» Passage provided:
========================================
Cassia is a much thicker bark that rolls up into a single dense layer
rather than many thin parchment pieces. Ceylon cinnamon is easy to
crumble, but Cassia requires a lot of force to snap in half.
The main whole cinnamon stick sold in American grocery stores is
Cassia. There are many cheap and poorly produced varieties of
Cassia in the market, but there are also some excellent types
of Cassia that are outstanding, if you know where to look!
Cassia Cinnamon has an essential oil content of 0.9% to 7%
which is why we source our Cassia from Vietnam which is renowned
for an exceptional Cassia quality. The grade of Cassia we purchase
is guaranteed to have a minimum of 5% volatile oil content!
Ginger (Zingiber officinale)
We source an organic and non-irradiated ginger which we peel,
slice, and dry in-house for the most potent product possible.
Slicing and drying both ginger and garlic is truly a tedious
labor of love!
Allspice (Pimenta dioica)
We source our Allspice exclusively from Jamaica!
There is no other source on the planet more esteemed
for the quality of Allspice berries that are
produced than in Jamaica. Many other companies
will shortcut their recipes with Mexican Allspice
to save money, but that is an inferior product.
Mexico imports many great foods, especially peppers,
but Allspice is not one of them.
Jamaican Allspice is cultivated and farmed on the island
with much care being given to the crop and its production.
========================================
» Extracted data:
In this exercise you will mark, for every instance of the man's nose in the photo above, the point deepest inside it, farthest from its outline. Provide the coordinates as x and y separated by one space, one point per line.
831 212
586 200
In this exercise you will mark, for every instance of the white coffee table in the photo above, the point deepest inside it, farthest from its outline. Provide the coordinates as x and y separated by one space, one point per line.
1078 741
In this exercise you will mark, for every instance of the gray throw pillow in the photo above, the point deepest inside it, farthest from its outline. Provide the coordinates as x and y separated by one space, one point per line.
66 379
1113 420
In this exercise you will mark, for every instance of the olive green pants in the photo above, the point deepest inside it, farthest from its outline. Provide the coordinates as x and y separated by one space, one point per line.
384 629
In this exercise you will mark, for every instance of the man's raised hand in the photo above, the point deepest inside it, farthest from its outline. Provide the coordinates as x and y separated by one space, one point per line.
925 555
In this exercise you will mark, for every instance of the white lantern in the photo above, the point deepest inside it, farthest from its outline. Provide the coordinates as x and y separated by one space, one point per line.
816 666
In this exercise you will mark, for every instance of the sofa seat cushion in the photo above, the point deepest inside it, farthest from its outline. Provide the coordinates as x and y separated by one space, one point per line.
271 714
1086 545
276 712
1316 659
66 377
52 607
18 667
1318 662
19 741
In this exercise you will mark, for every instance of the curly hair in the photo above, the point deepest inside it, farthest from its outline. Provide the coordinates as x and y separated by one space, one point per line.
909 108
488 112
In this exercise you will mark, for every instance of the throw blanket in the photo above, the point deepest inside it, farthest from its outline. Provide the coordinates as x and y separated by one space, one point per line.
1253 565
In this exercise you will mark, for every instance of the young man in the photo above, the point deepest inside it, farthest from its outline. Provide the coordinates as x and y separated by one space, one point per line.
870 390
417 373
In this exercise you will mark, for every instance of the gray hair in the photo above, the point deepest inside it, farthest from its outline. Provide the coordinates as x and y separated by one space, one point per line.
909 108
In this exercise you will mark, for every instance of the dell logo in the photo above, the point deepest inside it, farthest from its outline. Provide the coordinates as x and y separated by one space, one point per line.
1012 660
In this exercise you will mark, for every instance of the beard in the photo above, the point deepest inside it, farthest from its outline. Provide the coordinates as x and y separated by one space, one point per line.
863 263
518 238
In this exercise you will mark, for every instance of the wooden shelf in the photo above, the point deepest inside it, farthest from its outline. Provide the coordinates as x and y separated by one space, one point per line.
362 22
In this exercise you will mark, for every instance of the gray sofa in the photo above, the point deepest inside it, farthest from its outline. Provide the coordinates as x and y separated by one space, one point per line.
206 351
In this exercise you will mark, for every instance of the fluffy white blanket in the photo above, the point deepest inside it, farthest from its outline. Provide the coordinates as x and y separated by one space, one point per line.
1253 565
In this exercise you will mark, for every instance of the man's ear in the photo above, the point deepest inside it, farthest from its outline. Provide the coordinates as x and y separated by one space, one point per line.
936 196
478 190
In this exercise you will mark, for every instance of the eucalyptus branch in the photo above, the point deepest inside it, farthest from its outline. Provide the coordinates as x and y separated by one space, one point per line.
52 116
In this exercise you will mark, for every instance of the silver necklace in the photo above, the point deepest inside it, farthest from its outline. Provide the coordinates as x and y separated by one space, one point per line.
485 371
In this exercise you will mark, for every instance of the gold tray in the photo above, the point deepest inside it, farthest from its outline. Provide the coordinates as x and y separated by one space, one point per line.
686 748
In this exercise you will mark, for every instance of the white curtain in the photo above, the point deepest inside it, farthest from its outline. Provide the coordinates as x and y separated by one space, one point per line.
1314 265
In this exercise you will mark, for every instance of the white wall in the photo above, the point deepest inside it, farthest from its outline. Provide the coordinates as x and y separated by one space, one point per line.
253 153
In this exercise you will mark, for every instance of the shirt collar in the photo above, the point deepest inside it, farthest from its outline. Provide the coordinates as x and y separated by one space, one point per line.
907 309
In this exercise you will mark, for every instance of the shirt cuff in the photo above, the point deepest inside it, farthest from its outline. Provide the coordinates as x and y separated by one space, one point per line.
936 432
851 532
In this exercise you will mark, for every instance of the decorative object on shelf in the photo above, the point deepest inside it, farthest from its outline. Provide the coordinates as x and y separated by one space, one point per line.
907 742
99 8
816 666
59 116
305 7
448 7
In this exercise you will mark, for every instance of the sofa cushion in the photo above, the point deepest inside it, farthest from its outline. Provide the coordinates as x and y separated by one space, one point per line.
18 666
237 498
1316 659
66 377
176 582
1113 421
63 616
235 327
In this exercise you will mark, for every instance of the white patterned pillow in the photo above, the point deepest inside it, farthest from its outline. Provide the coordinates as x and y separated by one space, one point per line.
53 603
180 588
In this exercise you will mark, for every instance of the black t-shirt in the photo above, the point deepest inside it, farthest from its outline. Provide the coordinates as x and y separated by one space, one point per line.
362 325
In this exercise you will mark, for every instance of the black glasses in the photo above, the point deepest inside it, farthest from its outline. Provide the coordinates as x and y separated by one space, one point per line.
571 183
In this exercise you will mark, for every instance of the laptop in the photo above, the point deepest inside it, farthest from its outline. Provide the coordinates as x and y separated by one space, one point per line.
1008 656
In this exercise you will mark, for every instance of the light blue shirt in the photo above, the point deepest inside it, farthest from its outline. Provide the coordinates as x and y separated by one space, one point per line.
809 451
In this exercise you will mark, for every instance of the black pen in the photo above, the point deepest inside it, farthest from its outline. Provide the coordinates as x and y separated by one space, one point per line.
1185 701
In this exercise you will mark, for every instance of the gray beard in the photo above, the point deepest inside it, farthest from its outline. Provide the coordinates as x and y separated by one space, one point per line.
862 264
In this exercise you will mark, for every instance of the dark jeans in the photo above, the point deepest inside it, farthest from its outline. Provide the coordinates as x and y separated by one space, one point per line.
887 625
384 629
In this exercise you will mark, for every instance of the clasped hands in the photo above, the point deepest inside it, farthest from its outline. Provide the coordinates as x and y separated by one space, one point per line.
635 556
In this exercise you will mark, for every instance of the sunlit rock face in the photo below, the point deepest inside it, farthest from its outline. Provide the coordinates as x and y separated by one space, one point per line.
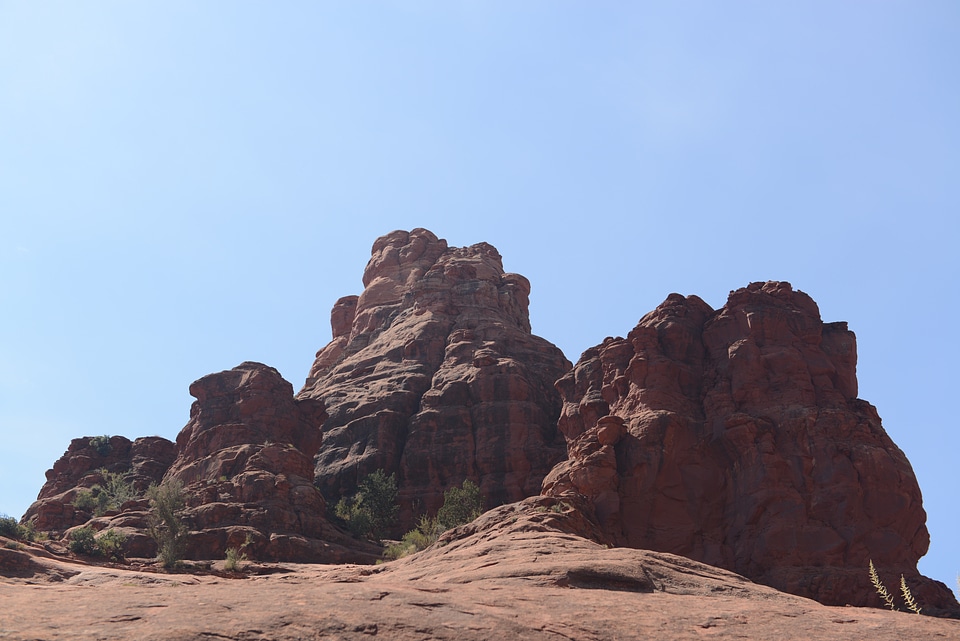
========================================
» What the exercise asks: Reproduce the spice-sourcing passage above word for word, from start to finish.

» Written response:
Cassia is a much thicker bark that rolls up into a single dense layer
rather than many thin parchment pieces. Ceylon cinnamon is easy to
crumble, but Cassia requires a lot of force to snap in half.
The main whole cinnamon stick sold in American grocery stores is
Cassia. There are many cheap and poorly produced varieties of
Cassia in the market, but there are also some excellent types
of Cassia that are outstanding, if you know where to look!
Cassia Cinnamon has an essential oil content of 0.9% to 7%
which is why we source our Cassia from Vietnam which is renowned
for an exceptional Cassia quality. The grade of Cassia we purchase
is guaranteed to have a minimum of 5% volatile oil content!
Ginger (Zingiber officinale)
We source an organic and non-irradiated ginger which we peel,
slice, and dry in-house for the most potent product possible.
Slicing and drying both ginger and garlic is truly a tedious
labor of love!
Allspice (Pimenta dioica)
We source our Allspice exclusively from Jamaica!
There is no other source on the planet more esteemed
for the quality of Allspice berries that are
produced than in Jamaica. Many other companies
will shortcut their recipes with Mexican Allspice
to save money, but that is an inferior product.
Mexico imports many great foods, especially peppers,
but Allspice is not one of them.
Jamaican Allspice is cultivated and farmed on the island
with much care being given to the crop and its production.